### JOB 1
Extract the stretch of the Kafka forum thread from "getting the error" through "Thanks in advance.", copying it word for word.
### JOB 2
According to the Kafka forum thread, which Spark version does the Databricks cluster use?

### SOURCE PASSAGE

[start]

Reputation: 618
I am not able to use the kafka library in the databricks notebook.
getting the error
ImportError: No module named 'kafka'
from kafka import KafkaProducer
def send_to_kafka(rows):
producer = KafkaProducer(bootstrap_servers = "localhost:9092")
for row in rows:
producer.send('topic', str(row.asDict()))
producer.flush()
df.foreachPartition(send_to_kafka)
databricks cluster info
spark version - 2.4.3
scala version - 2.11
Help me. Thanks in advance.
Upvotes: 3
Views: 1934
Reputation: 87154
Instead of doing this - it's very inefficient, just use kafka
connector to write data, like this (you need first convert data into JSON string):
from pyspark.sql.functions import to_json, struct
df.select(to_json(struct("*")).alias("value"))\
.write.format("kafka")\
.option("kafka.bootstrap.servers", "host1:port1,host2:port2")\
.option("topic", "topic1")\
.save()
Upvotes: 2
Reputation: 8044
You need to make sure python dependencies are available on all executor nodes. There are following options:
a) Run a bootstrap package install script on all executor nodes before launching a cluster. E.g. run pip install kafka
on all nodes. (Preferably use a dependency management solution)
b) Install the packages locally. Use one of the pyspark options for shipping dependcies to nodes:
--py-files
, --archive
.
c) Package the complete python interpreter among with all local installed dependencies with pex. Configure spark to use the python interpreter form the packaged pex archive.
See Spark User Guide: Python Packaging
Upvotes: 0
Reputation: 61
The file is not in the right directory, or in wrong place. Or, you never installed it but I do not think that is a downloadable module.
Upvotes: 0

[end]

### EXTRACTED INFORMATION
[start]

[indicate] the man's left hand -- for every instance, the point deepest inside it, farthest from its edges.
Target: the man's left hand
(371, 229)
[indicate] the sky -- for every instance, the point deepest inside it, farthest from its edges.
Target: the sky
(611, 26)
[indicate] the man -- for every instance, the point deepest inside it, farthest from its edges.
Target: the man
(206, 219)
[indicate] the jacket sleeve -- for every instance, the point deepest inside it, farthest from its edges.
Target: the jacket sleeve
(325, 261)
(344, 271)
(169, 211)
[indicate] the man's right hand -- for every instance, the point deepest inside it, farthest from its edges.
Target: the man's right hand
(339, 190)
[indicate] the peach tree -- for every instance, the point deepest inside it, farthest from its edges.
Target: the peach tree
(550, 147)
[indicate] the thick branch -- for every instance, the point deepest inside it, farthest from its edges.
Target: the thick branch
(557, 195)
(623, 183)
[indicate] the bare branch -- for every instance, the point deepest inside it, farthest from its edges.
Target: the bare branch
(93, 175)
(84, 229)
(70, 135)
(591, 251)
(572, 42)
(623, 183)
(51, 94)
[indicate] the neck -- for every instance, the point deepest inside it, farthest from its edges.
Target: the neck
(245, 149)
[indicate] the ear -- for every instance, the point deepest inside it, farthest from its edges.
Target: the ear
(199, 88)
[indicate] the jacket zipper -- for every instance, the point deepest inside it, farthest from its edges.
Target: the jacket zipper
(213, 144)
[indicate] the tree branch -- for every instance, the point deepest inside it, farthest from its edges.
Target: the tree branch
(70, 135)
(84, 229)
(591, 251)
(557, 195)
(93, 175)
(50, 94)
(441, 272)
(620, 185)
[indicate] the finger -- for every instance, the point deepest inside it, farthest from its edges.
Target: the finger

[end]

### RESULT 1
getting the error
ImportError: No module named 'kafka'
from kafka import KafkaProducer
def send_to_kafka(rows):
producer = KafkaProducer(bootstrap_servers = "localhost:9092")
for row in rows:
producer.send('topic', str(row.asDict()))
producer.flush()
df.foreachPartition(send_to_kafka)
databricks cluster info
spark version - 2.4.3
scala version - 2.11
Help me. Thanks in advance.

### RESULT 2
2.4.3